# Start of RECORDS FOR PROCESSING

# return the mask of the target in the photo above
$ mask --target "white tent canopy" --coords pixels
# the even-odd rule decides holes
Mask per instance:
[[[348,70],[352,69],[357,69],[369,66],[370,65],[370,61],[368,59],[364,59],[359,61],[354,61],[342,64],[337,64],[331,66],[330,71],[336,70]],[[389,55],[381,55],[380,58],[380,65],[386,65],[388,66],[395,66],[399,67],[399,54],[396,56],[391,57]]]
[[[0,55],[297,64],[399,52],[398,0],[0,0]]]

# End of RECORDS FOR PROCESSING

DIRECTION :: Rewrite every line of the records above with "white tent canopy" changed to "tent canopy", keeping everything else the same.

THE ANSWER ::
# return the mask of the target in the photo above
$ mask --target "tent canopy" --coords pixels
# the even-odd rule decides holes
Mask per instance:
[[[348,70],[352,69],[357,69],[369,66],[370,65],[370,61],[368,59],[364,59],[359,61],[354,61],[342,64],[337,64],[331,66],[330,71],[336,70]],[[389,55],[381,55],[380,58],[380,65],[386,65],[388,66],[395,66],[399,67],[399,54],[396,56],[391,57]]]
[[[0,55],[297,64],[399,52],[398,0],[0,0]]]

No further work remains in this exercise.